* _TASKS TO CARRY OUT_
1. Summarize the battery room heater inspection text in two sentences.
2. Pick up the battery room heater inspection text after its last sentence and continue it.

* _TEXT SECTION_
------------
Review of Battery Room Ventilation System Heater Currents The inspectors reviewed issue reports generated between October 2003 and February 2005 to determine whether additional battery room ventilation heater current problems had been identified. The inspectors found that operations personnel had initiated Issue Reports 265389 and 266803 to document that the Unit 1 and Unit 2 battery room ventilation heaters failed to draw more than 15 amps. The system engineer reviewed these issue reports and concluded that neither report constituted a maintenance rule functional failure. This conclusion was based upon information provided in Engineering Change 342493, Evaluate Necessary Number of Heaters for the Battery Room Ventilation System to Maintain Batteries Above 65 Degree Design Limit.

The inspectors reviewed Engineering Change 342493 and found that some of the assumptions may not be appropriate. Specifically, the engineering change assumed an outside air temperature of -10 degrees for Unit 1 and 0 degrees for Unit 2. The inspectors consulted the Updated Final Safety Analysis Report and determined that the minimum historical outside air temperature for Quad Cities Station was -26 degrees.
------------
* _DATA LISTING_
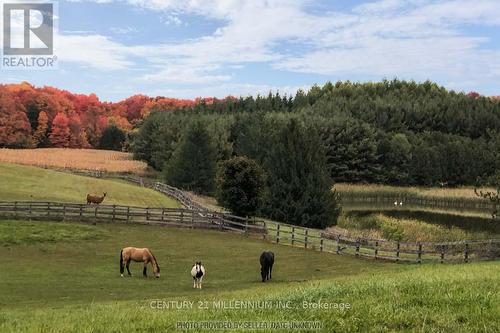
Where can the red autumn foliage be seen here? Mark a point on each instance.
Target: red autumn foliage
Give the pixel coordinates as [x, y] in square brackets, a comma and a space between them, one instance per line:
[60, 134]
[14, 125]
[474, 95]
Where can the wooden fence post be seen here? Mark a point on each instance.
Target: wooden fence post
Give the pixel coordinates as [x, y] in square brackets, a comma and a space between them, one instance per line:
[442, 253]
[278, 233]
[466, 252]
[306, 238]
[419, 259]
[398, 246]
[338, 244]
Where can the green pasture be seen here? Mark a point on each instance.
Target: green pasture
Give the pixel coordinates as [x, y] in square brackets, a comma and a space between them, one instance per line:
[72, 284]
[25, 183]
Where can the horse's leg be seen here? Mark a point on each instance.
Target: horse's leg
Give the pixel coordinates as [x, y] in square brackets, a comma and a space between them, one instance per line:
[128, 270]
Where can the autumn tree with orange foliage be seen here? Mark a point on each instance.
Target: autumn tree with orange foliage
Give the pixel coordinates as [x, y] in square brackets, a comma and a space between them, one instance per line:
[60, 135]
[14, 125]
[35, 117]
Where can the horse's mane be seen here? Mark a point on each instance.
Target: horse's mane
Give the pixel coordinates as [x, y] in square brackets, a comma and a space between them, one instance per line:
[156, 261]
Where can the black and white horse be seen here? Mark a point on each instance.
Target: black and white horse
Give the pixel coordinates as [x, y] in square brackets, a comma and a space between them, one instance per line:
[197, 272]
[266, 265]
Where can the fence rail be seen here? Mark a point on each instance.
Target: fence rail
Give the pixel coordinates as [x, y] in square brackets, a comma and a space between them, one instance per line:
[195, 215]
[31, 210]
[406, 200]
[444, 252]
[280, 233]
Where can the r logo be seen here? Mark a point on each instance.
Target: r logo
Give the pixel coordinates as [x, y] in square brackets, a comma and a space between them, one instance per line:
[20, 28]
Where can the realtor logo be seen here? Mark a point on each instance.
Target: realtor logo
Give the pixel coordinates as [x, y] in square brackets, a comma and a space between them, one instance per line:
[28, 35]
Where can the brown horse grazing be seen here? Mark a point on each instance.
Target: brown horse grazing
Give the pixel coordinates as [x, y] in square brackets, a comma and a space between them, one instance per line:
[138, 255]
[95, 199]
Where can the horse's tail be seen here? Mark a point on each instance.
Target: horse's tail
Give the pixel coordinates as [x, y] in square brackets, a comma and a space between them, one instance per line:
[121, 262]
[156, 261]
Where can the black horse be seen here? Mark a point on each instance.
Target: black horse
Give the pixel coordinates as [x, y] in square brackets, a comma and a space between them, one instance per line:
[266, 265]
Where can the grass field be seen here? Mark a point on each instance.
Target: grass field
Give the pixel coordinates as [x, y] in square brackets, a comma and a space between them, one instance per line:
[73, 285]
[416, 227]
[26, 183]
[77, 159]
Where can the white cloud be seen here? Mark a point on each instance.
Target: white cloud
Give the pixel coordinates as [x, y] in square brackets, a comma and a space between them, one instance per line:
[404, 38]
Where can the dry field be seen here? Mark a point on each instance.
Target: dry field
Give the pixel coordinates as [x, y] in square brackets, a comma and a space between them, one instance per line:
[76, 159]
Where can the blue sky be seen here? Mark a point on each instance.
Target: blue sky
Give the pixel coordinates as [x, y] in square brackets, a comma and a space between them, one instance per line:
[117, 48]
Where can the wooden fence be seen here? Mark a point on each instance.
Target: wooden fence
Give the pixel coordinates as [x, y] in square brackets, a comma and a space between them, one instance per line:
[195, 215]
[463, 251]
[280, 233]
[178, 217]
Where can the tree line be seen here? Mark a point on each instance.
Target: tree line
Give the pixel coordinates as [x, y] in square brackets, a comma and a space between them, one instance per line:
------------
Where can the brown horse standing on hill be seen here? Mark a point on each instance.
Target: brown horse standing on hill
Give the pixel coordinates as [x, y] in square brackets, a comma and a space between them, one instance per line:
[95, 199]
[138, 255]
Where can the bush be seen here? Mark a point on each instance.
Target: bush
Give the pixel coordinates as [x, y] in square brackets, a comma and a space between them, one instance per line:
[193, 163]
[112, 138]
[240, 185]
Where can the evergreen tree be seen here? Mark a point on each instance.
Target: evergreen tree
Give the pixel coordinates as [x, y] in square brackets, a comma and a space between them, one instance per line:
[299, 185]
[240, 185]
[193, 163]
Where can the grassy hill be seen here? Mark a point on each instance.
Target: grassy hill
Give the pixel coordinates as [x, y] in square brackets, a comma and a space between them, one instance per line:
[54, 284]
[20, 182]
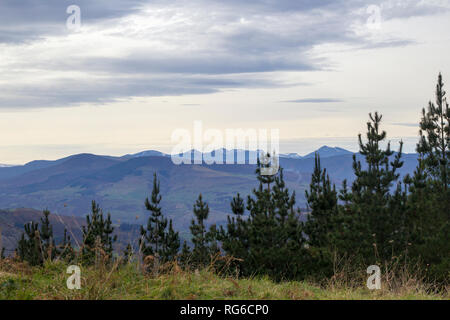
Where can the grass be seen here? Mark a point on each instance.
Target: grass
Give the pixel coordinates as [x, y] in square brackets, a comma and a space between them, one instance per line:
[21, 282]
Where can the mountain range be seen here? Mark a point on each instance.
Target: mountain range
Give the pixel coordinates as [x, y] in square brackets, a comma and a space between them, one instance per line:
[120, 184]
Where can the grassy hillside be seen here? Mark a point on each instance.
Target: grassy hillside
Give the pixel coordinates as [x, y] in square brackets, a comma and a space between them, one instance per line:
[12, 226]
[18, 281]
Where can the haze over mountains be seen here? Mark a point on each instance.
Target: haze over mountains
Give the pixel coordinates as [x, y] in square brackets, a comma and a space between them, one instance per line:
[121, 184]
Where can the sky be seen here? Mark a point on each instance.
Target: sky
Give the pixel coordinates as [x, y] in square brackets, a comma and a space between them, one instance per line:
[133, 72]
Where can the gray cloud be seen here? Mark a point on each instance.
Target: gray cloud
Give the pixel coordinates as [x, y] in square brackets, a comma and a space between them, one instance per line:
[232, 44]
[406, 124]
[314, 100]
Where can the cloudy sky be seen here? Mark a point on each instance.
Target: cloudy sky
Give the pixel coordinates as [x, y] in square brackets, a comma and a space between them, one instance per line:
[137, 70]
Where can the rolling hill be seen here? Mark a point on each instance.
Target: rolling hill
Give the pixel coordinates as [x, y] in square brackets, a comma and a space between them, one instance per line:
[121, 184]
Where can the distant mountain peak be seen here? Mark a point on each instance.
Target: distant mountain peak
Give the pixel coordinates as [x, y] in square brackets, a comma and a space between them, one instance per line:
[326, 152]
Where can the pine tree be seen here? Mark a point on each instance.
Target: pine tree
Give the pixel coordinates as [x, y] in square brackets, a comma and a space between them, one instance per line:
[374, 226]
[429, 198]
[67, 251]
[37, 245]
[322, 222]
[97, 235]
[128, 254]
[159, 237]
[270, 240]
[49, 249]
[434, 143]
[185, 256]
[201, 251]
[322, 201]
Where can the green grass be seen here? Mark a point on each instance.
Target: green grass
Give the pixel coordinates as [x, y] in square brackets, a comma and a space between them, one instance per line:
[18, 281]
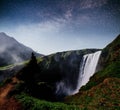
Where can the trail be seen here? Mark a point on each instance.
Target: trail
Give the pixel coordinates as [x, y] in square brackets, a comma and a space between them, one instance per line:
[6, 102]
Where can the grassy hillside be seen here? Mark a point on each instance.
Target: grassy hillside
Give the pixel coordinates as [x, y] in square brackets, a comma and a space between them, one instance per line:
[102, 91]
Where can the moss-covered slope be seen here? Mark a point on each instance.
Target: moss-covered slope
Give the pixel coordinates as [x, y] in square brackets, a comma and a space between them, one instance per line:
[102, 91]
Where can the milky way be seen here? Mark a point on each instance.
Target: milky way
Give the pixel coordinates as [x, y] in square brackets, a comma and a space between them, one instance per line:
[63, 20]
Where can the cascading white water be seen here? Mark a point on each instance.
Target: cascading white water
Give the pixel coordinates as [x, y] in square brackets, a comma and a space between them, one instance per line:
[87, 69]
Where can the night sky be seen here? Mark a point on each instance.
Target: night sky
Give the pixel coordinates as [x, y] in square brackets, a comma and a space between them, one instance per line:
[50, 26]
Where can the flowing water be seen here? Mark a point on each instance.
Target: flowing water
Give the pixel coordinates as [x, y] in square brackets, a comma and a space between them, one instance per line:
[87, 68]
------------
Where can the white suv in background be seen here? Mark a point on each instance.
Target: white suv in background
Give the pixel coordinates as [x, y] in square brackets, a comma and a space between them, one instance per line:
------------
* _SOLVED PROBLEMS_
1. Inspectors reviewed issue reports from October 2003 to February 2005 and found two that documented the Unit 1 and Unit 2 battery room ventilation heaters failing to draw more than 15 amps, which the system engineer judged not to be maintenance rule functional failures based on Engineering Change 342493. The inspectors found that some assumptions in that engineering change may not be appropriate: it assumed outside air temperatures of -10 degrees for Unit 1 and 0 degrees for Unit 2, whereas the Updated Final Safety Analysis Report gives -26 degrees as the minimum historical outside air temperature for Quad Cities Station.

2.
The inspectors questioned a systems engineering supervisor and learned that another section of the Updated Final Safety Analysis Report stated that the battery room ventilation system was designed to operate with a minimum outside air temperature of

-6 degrees. Based upon this information, the inspectors questioned the supervisor regarding three areas:

  • Whether the initial classification of the October 2004 issue reports as non-maintenance rule functional failures was appropriate based upon the fact that the results of the engineering change may be invalid; and
  • Was the battery room ventilation system inoperable during the times when outside air temperatures were less than -6 degrees.

The engineering supervisor initiated Issue Reports 345946 and 346051 in response to the inspectors concerns. However, licensee personnel were unable to fully address the inspectors concerns before the end of the inspection period. The inspectors concluded that issues regarding the adequacy of Engineering Change 342493, and the potential impacts on the maintenance rule classification of the battery room ventilation system, should be classified as unresolved pending a review of the licensees subsequent actions (URI 05000254/2005003-02; 05000265/2005003-02).

1R13 Maintenance Risk Assessments and Emergent Work Evaluation

a. Inspection Scope

The inspectors reviewed the documents listed in the List of Documents Reviewed section of this report to determine if the risk associated with the listed activities agreed with the results provided by the licensees risk assessment tool. In each case, the inspectors conducted walkdowns to ensure that redundant mitigating systems and/or barrier integrity equipment credited by the licensees risk assessment remained available. When compensatory actions were required, the inspectors conducted plant inspections to validate that the compensatory actions were appropriately implemented.

The inspectors also discussed emergent work activities with the shift manager and work week manager to ensure that these additional activities did not change the risk assessment results.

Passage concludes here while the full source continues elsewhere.